== ASSIGNED TASK ==
Your answer must be a single number: how many lines of the data include "find".

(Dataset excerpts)

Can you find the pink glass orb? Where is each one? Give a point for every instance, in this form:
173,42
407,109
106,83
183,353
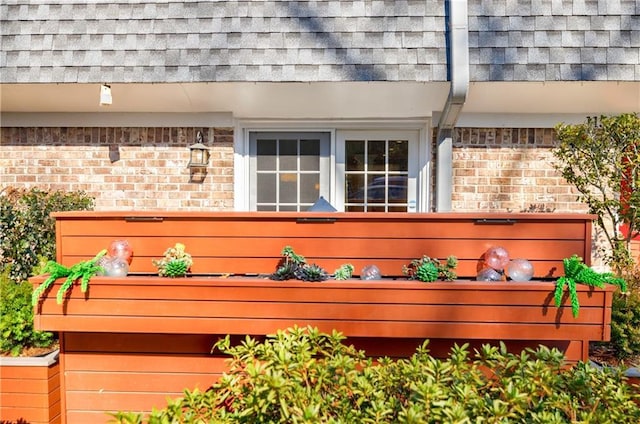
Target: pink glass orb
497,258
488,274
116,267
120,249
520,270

* * *

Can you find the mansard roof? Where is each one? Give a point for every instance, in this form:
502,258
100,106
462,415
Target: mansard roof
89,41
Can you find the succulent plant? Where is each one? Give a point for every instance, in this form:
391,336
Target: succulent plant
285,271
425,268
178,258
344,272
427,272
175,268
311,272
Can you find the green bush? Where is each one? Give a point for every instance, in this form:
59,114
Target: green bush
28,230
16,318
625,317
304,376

---

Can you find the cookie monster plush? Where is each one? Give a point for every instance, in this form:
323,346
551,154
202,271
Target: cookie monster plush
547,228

== TASK SOLUTION ==
5